Indeed, the loss of CAF experience in the field since the early 2000s has carried a high price. The CAF, which once deployed in large numbers, now has little peacekeeping experience on which to base its contributions to UN peace operations or the proposed leadership in international peacekeeping training. The methods, standards, numbers, and doctrines of the UN have all evolved considerably over the past two decades, as the UN experienced two surges (see Figure 2), but Canada has not kept up.
As shown, modern peacekeeping operations require specialized training and preparation over and above the pre-deployment training given to military personnel for deployment as combatants. Like other Western countries seeking to reengage with UN peacekeeping, Canada is facing the challenge of preparing its armed forces for deployment after years of low-level engagement with the UN. Additionally, the minister of national defence has been asked to lead internationally in training for peace operations. So Canada will need extensive and modernized peacekeeping training programs to ensure that its armed forces are fully equipped to accomplish these tasks and help train others. In reality, the trend among most of Canada’s military institutions has been towards less peacekeeping training.

::::::::

STATED EXERCISE: Copy the passage on Canadian peacekeeping from "As shown, modern" up to and including "less peacekeeping training.", switching "specialized training" to "dedicated training".

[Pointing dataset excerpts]
::::::::

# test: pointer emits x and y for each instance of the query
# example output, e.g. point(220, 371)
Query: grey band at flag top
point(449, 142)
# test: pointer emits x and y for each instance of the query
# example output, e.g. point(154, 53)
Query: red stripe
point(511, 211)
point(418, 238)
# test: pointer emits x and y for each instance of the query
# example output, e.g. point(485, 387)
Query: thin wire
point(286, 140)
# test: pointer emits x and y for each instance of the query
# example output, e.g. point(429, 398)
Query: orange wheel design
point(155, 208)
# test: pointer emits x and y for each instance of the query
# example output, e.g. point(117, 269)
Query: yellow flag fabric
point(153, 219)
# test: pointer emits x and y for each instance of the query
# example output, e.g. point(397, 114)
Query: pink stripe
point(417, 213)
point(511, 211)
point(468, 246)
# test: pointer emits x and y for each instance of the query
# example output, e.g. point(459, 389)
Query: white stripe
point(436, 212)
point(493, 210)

::::::::

RIGHT ANSWER:
As shown, modern peacekeeping operations require dedicated training and preparation over and above the pre-deployment training given to military personnel for deployment as combatants. Like other Western countries seeking to reengage with UN peacekeeping, Canada is facing the challenge of preparing its armed forces for deployment after years of low-level engagement with the UN. Additionally, the minister of national defence has been asked to lead internationally in training for peace operations. So Canada will need extensive and modernized peacekeeping training programs to ensure that its armed forces are fully equipped to accomplish these tasks and help train others. In reality, the trend among most of Canada’s military institutions has been towards less peacekeeping training.